- **Stated problem**
Turn the lines of the entries below into a numbered list, leaving out any blank lines. Begin at the line that has "Could you please outline every instance of the blue" and stop after the line that has "Please outline every instance of the blue plush toy.".
◆ ◆ ◆ ◆ ◆ ◆ ◆
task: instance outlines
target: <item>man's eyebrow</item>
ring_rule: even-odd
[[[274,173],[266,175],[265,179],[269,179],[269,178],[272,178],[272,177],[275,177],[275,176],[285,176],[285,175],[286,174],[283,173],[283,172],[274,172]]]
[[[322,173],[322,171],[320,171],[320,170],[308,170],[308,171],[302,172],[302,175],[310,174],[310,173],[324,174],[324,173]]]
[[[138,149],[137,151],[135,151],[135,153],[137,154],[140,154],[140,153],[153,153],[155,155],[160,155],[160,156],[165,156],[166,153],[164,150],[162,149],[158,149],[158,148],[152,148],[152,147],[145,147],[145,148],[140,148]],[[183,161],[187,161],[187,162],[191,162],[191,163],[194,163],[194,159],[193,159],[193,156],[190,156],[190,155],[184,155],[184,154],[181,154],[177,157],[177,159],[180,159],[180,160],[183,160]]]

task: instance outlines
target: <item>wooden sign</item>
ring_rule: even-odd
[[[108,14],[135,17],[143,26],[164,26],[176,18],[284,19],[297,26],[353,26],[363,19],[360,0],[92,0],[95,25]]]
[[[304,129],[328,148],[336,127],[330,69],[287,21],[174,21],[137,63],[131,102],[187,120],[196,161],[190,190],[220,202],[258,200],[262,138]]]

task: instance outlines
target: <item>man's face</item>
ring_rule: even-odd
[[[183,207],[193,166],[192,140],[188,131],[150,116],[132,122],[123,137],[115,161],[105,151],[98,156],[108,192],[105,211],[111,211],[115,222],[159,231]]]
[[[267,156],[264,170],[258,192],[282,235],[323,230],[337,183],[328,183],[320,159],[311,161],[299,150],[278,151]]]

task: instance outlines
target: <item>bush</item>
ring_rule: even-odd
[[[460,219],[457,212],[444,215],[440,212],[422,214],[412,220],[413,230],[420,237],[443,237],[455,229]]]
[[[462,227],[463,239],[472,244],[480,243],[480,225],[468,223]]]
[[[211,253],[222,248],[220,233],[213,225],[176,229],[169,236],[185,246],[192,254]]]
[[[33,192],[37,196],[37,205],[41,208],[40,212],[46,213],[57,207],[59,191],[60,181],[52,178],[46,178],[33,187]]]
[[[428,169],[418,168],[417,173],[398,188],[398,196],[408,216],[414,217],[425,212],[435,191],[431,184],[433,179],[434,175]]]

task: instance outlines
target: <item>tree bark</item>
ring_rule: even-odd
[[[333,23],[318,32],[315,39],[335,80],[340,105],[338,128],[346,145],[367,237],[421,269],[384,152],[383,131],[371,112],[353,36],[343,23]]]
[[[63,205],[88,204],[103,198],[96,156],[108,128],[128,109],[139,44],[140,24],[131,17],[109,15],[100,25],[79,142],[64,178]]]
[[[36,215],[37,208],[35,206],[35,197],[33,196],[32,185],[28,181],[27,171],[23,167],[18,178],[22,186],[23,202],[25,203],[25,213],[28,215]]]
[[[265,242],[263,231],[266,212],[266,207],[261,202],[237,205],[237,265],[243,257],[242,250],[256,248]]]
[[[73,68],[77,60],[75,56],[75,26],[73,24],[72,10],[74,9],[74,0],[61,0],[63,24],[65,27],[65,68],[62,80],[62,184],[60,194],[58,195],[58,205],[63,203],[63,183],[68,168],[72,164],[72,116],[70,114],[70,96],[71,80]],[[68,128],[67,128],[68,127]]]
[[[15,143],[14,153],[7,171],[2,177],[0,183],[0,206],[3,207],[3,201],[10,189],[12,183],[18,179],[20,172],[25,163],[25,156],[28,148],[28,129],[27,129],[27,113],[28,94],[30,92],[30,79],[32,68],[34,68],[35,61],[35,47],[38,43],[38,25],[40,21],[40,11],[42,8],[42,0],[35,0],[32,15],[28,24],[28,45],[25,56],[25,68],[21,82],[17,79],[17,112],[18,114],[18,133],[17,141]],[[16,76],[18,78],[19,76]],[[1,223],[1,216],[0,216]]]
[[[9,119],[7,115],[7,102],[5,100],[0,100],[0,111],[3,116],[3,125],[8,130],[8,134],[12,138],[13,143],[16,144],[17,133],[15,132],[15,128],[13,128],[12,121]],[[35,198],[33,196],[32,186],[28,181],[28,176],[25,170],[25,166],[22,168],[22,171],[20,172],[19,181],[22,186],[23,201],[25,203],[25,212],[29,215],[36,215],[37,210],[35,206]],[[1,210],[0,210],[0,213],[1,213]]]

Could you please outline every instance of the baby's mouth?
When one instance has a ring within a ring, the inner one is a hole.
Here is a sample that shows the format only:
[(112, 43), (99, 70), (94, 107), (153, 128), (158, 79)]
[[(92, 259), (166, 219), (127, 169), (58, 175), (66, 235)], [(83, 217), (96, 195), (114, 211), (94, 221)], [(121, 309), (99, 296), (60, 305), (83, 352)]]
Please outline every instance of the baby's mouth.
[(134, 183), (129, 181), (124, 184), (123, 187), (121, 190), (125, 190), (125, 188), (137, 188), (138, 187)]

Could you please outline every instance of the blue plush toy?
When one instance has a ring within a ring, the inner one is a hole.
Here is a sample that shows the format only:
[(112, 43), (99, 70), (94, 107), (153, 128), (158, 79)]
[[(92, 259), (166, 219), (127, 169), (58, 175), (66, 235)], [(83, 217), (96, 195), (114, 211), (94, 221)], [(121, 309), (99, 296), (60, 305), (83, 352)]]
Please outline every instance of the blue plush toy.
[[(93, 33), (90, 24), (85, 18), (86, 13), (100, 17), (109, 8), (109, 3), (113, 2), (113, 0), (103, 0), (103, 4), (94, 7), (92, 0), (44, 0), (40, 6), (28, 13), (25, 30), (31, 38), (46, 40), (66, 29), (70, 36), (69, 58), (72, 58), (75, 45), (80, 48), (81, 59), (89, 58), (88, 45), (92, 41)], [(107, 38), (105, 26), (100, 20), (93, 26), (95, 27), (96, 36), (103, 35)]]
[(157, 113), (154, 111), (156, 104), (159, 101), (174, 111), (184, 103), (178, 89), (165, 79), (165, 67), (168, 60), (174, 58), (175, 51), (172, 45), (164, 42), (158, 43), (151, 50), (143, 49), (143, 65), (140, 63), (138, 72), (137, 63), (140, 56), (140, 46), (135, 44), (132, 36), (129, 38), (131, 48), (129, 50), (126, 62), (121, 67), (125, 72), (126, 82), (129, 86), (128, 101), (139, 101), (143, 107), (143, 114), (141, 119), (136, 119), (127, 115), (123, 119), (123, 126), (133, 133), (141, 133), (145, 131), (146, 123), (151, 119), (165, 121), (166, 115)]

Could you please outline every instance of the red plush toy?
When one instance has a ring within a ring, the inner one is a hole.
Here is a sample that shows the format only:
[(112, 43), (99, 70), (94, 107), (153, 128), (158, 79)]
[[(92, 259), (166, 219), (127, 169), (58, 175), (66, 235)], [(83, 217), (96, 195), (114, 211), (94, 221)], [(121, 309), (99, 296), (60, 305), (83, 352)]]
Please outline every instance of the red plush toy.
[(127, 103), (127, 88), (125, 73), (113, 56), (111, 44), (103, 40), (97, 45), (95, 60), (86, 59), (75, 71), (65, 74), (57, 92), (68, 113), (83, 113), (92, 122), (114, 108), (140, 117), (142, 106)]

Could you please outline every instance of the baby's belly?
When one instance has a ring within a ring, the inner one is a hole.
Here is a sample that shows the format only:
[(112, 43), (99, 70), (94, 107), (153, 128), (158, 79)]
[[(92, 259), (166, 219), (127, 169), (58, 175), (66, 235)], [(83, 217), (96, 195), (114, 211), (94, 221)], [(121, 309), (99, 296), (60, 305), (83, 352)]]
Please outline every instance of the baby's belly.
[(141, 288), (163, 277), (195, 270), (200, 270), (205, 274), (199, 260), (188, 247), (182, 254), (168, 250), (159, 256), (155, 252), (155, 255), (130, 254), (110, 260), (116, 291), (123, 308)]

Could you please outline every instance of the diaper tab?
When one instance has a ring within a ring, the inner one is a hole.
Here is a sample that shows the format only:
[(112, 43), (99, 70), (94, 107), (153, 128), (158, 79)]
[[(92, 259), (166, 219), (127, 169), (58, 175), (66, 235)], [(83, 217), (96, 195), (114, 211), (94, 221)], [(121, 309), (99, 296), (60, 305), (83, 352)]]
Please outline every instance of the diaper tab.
◆ ◆ ◆ ◆ ◆ ◆ ◆
- **Reply to the exercise**
1. Could you please outline every instance of the blue plush toy?
2. When one instance has a ring within a ring, the inner one is a hole.
3. Here is a sample that shows the format only:
4. [(112, 43), (99, 70), (94, 107), (153, 128), (158, 79)]
5. [[(92, 259), (166, 219), (127, 169), (58, 175), (66, 235)], [(83, 217), (96, 195), (114, 211), (94, 221)], [(121, 309), (99, 296), (60, 305), (83, 352)]]
6. Please outline every instance of the blue plush toy.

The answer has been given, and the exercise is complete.